* WHAT TO PRODUCE: All of the records must be repeated exactly.

Start of SOURCE DATA

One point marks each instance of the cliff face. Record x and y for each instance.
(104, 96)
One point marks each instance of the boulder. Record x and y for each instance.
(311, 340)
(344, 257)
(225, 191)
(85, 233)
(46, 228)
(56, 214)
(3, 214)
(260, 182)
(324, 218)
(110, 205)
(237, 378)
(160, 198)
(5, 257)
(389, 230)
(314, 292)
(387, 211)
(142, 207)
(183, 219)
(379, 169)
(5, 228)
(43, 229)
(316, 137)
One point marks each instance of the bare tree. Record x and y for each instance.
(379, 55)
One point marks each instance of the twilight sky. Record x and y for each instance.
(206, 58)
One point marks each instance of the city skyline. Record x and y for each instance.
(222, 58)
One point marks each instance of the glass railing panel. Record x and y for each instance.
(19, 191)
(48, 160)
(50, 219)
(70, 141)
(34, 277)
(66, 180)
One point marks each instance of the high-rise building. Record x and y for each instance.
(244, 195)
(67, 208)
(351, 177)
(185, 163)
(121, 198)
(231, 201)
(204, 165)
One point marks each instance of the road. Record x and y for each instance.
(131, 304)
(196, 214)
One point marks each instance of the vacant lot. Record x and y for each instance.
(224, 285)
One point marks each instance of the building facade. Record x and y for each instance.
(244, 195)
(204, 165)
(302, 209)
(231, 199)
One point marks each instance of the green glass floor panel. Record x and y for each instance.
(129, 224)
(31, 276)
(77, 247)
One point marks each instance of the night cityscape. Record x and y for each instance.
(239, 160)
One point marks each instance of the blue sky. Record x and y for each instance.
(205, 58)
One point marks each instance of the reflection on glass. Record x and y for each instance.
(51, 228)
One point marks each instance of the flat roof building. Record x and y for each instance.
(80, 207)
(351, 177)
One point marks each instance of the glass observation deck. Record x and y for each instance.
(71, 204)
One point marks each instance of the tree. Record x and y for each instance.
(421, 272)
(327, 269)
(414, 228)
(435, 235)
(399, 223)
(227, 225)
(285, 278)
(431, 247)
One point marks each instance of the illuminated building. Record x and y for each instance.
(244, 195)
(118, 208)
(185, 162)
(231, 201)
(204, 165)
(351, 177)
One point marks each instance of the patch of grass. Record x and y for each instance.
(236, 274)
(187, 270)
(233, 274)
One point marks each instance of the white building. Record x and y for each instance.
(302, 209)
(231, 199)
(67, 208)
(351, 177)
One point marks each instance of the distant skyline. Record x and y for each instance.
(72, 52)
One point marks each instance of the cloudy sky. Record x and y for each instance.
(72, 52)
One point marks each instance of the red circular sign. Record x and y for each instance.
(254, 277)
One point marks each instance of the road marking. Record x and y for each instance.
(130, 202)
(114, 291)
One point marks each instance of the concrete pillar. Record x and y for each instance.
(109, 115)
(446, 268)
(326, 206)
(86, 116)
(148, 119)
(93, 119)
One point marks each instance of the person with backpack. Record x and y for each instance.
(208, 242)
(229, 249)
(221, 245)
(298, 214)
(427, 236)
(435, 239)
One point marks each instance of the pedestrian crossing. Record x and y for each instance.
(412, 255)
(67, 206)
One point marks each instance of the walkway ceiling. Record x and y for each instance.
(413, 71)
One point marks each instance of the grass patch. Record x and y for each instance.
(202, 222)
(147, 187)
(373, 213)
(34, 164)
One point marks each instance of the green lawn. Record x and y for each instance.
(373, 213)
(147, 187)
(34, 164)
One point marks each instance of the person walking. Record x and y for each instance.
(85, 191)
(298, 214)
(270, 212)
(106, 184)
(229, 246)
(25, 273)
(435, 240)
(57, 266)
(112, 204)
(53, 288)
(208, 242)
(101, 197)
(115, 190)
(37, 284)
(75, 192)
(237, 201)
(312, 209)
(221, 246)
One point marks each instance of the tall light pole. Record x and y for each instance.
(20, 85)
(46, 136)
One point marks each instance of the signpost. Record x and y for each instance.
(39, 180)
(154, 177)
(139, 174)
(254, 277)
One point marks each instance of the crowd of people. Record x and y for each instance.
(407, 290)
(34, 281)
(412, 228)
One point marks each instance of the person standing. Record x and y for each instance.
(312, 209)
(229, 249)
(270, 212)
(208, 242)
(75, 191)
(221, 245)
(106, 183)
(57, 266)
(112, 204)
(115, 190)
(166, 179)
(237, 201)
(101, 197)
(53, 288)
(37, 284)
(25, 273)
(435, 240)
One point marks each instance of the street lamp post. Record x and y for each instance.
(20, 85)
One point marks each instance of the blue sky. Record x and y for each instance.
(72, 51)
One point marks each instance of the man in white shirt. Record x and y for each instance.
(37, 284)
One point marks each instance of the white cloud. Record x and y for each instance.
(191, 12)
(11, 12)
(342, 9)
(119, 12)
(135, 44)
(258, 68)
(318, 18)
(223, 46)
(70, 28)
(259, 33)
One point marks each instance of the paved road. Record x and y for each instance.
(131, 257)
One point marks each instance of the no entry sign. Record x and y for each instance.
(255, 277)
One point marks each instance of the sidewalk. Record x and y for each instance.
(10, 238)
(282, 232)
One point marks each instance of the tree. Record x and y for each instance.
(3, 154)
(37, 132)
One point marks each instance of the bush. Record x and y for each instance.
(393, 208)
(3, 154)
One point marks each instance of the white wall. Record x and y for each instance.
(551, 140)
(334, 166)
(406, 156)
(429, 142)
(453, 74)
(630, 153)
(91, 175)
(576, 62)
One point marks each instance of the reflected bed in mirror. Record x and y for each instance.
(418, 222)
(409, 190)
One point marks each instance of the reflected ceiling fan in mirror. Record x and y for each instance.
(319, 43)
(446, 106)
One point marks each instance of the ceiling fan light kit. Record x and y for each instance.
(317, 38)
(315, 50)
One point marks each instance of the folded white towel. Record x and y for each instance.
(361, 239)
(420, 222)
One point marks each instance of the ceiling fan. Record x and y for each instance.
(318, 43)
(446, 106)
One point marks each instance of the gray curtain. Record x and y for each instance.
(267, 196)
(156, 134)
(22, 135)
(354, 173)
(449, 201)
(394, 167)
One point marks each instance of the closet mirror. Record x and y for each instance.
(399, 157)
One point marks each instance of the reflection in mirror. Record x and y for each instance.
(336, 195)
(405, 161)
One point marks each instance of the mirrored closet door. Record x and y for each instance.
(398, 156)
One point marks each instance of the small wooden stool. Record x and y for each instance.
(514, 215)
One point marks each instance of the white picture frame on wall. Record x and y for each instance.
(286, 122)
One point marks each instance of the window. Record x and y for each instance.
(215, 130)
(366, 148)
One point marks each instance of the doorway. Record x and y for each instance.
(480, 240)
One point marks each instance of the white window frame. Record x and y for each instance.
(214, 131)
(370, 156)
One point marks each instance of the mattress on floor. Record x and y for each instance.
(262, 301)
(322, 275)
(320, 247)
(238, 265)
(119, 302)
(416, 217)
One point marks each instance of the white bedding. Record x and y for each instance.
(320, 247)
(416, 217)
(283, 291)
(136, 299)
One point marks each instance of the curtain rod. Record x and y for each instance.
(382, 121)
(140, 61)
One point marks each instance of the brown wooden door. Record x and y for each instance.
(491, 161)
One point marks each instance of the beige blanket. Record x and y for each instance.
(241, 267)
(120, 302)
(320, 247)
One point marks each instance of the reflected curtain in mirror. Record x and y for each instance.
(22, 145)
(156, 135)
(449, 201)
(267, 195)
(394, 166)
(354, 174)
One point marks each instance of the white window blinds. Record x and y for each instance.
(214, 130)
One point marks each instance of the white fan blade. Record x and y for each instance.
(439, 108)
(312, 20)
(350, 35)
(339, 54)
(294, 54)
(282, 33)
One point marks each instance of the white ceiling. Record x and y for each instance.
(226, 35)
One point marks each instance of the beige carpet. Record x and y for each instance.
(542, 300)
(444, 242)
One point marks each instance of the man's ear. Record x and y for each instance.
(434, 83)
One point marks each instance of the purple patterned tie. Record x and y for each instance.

End of SOURCE DATA

* EXERCISE ANSWER:
One point marks each instance of the cliff face. Record x and y for each instance.
(104, 96)
One point marks each instance of the boulder. Record x and y for each instance.
(311, 340)
(344, 257)
(225, 191)
(85, 233)
(46, 228)
(56, 214)
(3, 214)
(260, 182)
(324, 218)
(110, 205)
(237, 378)
(160, 198)
(5, 257)
(389, 230)
(314, 292)
(387, 211)
(142, 207)
(183, 219)
(379, 169)
(5, 228)
(43, 229)
(316, 137)
One point marks each instance of the bare tree. Record x and y for each instance.
(379, 55)
One point marks each instance of the twilight sky. Record x and y for each instance.
(206, 58)
One point marks each instance of the city skyline. Record x and y for each instance.
(222, 58)
One point marks each instance of the glass railing panel. Record x and y for each instance.
(19, 191)
(48, 160)
(50, 219)
(70, 141)
(34, 277)
(66, 180)
One point marks each instance of the high-rise building. Record x and y for each instance.
(244, 195)
(67, 208)
(351, 177)
(185, 163)
(121, 198)
(231, 201)
(204, 165)
One point marks each instance of the road. Record x and y for each instance.
(131, 304)
(196, 214)
One point marks each instance of the vacant lot. Record x and y for each instance.
(224, 285)
One point marks each instance of the building facade. Record x and y for each instance.
(244, 195)
(204, 165)
(302, 209)
(231, 199)
One point marks each instance of the green glass floor panel. Record x and y for each instance.
(129, 224)
(31, 276)
(77, 247)
One point marks each instance of the night cityscape. Record x and y for each instance.
(239, 160)
One point marks each instance of the blue sky. Record x and y for each instance.
(205, 58)
One point marks each instance of the reflection on glass. Record x and y for each instance.
(51, 228)
One point marks each instance of the flat roof building. Record x and y for each instance.
(80, 207)
(351, 177)
One point marks each instance of the glass observation deck. Record x and y for each instance.
(71, 204)
One point marks each instance of the tree. Record x and y for each instance.
(421, 272)
(327, 269)
(414, 228)
(435, 235)
(399, 223)
(227, 225)
(285, 278)
(431, 247)
One point marks each instance of the illuminated building. Record x and y for each instance.
(244, 195)
(118, 208)
(185, 162)
(231, 201)
(204, 165)
(351, 177)
One point marks each instance of the patch of grass. Record x and y for each instance.
(236, 274)
(187, 270)
(233, 274)
One point marks each instance of the white building. Record x and y for each instance.
(302, 209)
(231, 199)
(67, 208)
(351, 177)
One point marks each instance of the distant skyline. Record x and y for each instance.
(72, 52)
One point marks each instance of the cloudy sky. Record x and y for each instance.
(72, 52)
One point marks each instance of the red circular sign. Record x and y for each instance.
(254, 277)
One point marks each instance of the road marking. Record x and y for each instance.
(130, 202)
(114, 291)
One point marks each instance of the concrete pillar. Record x and y for each instance.
(109, 115)
(446, 268)
(326, 206)
(86, 116)
(148, 119)
(93, 119)
One point marks each instance of the person with backpack. Record x and y for each instance.
(208, 242)
(229, 249)
(221, 245)
(298, 214)
(427, 236)
(435, 239)
One point marks each instance of the pedestrian crossing. Record x and y for each instance.
(412, 255)
(67, 206)
One point marks each instance of the walkway ceiling. Record x and y for each instance.
(413, 71)
One point marks each instance of the grass patch. Record x and y for each instance.
(202, 222)
(147, 187)
(373, 213)
(34, 164)
One point marks each instance of the green lawn. Record x and y for each instance.
(373, 213)
(147, 187)
(34, 164)
One point marks each instance of the person walking. Record x and y for each instance.
(85, 191)
(298, 214)
(270, 212)
(106, 184)
(229, 246)
(25, 273)
(435, 240)
(57, 266)
(112, 204)
(53, 288)
(208, 242)
(101, 197)
(115, 190)
(37, 284)
(75, 192)
(237, 201)
(312, 209)
(221, 246)
One point marks each instance of the tall light pole. Record x and y for each instance.
(20, 85)
(46, 136)
One point marks each instance of the signpost. Record x and y for each instance.
(39, 180)
(154, 177)
(139, 174)
(254, 277)
One point marks each instance of the crowd of people. Record x and y for each instance.
(407, 290)
(34, 281)
(412, 228)
One point marks each instance of the person standing. Record x and y for each instance.
(312, 209)
(229, 249)
(270, 212)
(208, 242)
(75, 191)
(221, 245)
(106, 183)
(57, 266)
(112, 204)
(115, 190)
(166, 179)
(237, 201)
(101, 197)
(53, 288)
(37, 284)
(25, 273)
(435, 240)
One point marks each instance of the street lamp post. Record x and y for each instance.
(20, 85)
One point marks each instance of the blue sky. Record x and y for each instance.
(72, 51)
One point marks each instance of the man in white shirt. Record x and y for each instance.
(37, 284)
One point marks each instance of the white cloud. Record x and y for each instance.
(191, 12)
(11, 12)
(342, 9)
(119, 12)
(135, 44)
(258, 68)
(318, 18)
(223, 46)
(70, 28)
(259, 33)
One point marks each instance of the paved road. Record x and y for each instance.
(131, 257)
One point marks each instance of the no entry sign. Record x and y for each instance.
(255, 277)
One point marks each instance of the sidewalk. Record x and y for each instance.
(10, 238)
(282, 232)
One point marks each instance of the tree. Record x and y for each instance.
(3, 154)
(37, 132)
One point marks each instance of the bush. Record x and y for each instance.
(393, 208)
(3, 154)
One point marks each instance of the white wall. Record x and y for each instance.
(551, 140)
(334, 166)
(406, 156)
(429, 142)
(453, 74)
(630, 153)
(91, 175)
(576, 62)
One point marks each instance of the reflected bed in mirror. Record x and y for each instance.
(418, 222)
(409, 190)
One point marks each instance of the reflected ceiling fan in mirror. Record x and y for each instance.
(319, 43)
(446, 106)
One point marks each instance of the ceiling fan light kit. Record x and y for each instance.
(317, 38)
(315, 50)
One point marks each instance of the folded white towel. Record x and y for each instance.
(361, 239)
(420, 222)
One point marks each instance of the ceiling fan. Record x and y for each instance.
(318, 43)
(446, 106)
One point marks each instance of the gray curtain. Record x and y for each instance.
(267, 196)
(156, 134)
(22, 135)
(354, 173)
(449, 201)
(394, 167)
One point marks each instance of the closet mirror. Record x and y for each instance.
(399, 157)
One point marks each instance of the reflection in mirror. Record x and y for each instance.
(336, 195)
(405, 161)
One point marks each instance of the mirrored closet door. Record x and y for each instance.
(398, 156)
One point marks each instance of the small wooden stool. Record x and y for each instance.
(514, 215)
One point marks each instance of the white picture frame on wall. Record x and y for each instance.
(286, 122)
One point marks each instance of the window. Record x and y for each instance.
(215, 130)
(366, 148)
One point marks each instance of the doorway. Record x and y for each instance.
(480, 240)
One point marks each instance of the white window frame. Record x and y for each instance.
(214, 131)
(370, 156)
One point marks each instance of the mattress on floor. Record x and y for each instance.
(262, 301)
(322, 275)
(320, 247)
(238, 265)
(119, 302)
(416, 217)
One point marks each instance of the white bedding. Record x and y for each instance.
(320, 247)
(416, 217)
(283, 291)
(136, 299)
One point marks each instance of the curtain rod. Record x and y for each instance.
(382, 121)
(140, 61)
One point marks each instance of the brown wooden door. Record x and y for each instance.
(491, 161)
One point marks each instance of the beige blanket. Record x and y for each instance.
(241, 267)
(120, 302)
(320, 247)
One point marks each instance of the reflected curtain in mirror. Record x and y for each instance.
(22, 145)
(156, 135)
(449, 201)
(267, 195)
(394, 166)
(354, 174)
One point marks each instance of the white window blinds. Record x and y for each instance.
(214, 130)
One point marks each instance of the white fan blade. Record x and y for each instance.
(439, 108)
(312, 20)
(350, 35)
(339, 54)
(294, 54)
(282, 33)
One point marks each instance of the white ceiling. Record x and y for each instance.
(226, 35)
One point marks each instance of the beige carpet. Record x and y for each instance.
(542, 300)
(444, 242)
One point marks each instance of the man's ear. Record x and y for each instance.
(434, 83)
One point marks each instance of the purple patterned tie. Record x and y for each instance.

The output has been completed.